Work to do
Retype each of the rows below line for line, without changing anything. Leave the pictures out of your answer.

Data extract
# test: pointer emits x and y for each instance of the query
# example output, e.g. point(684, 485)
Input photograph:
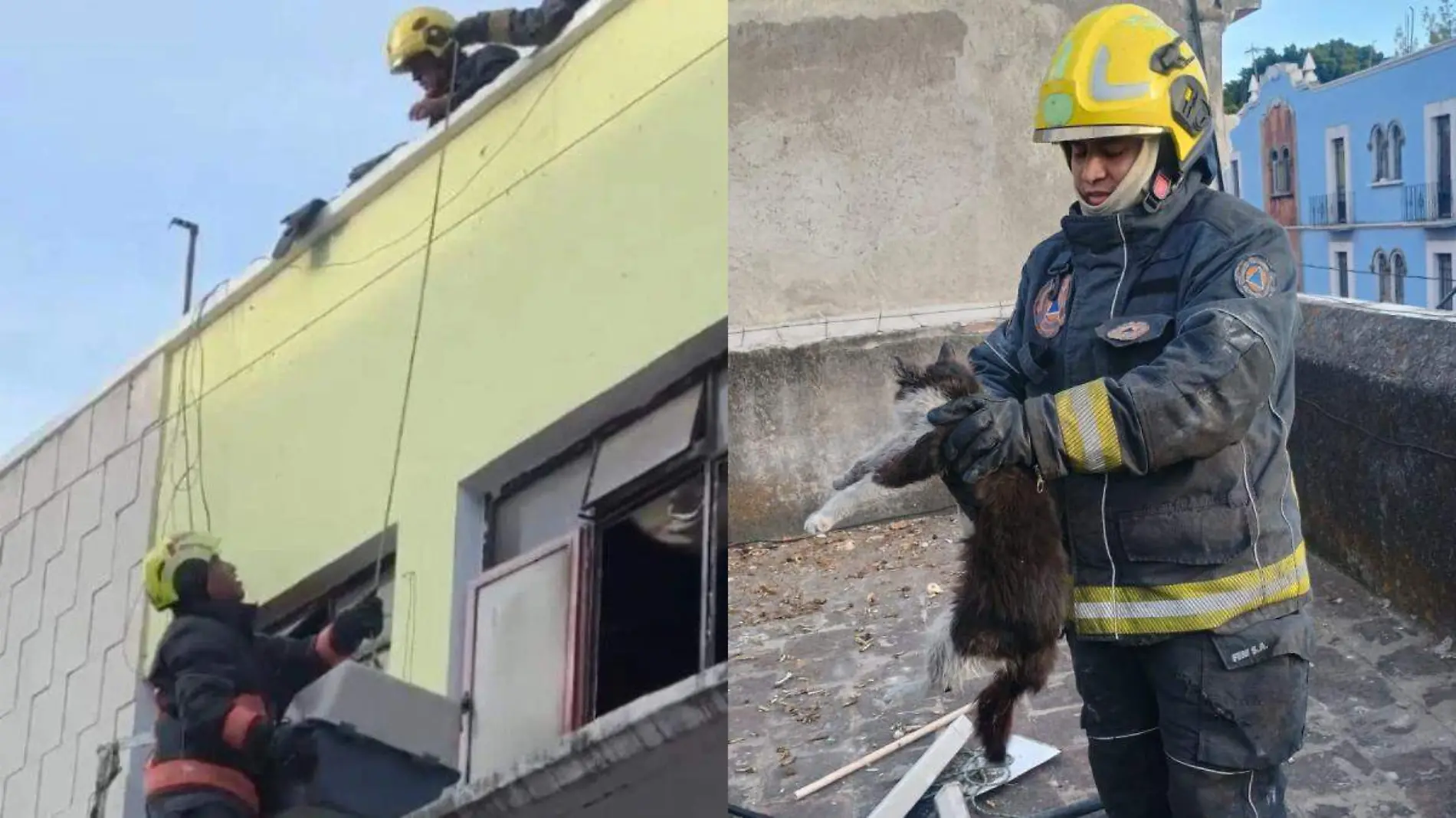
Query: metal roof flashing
point(353, 200)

Output below
# test: pointer emits x and y for each instance of the query
# example output, e.g. point(684, 485)
Input photograph:
Query: metal roof flashing
point(353, 200)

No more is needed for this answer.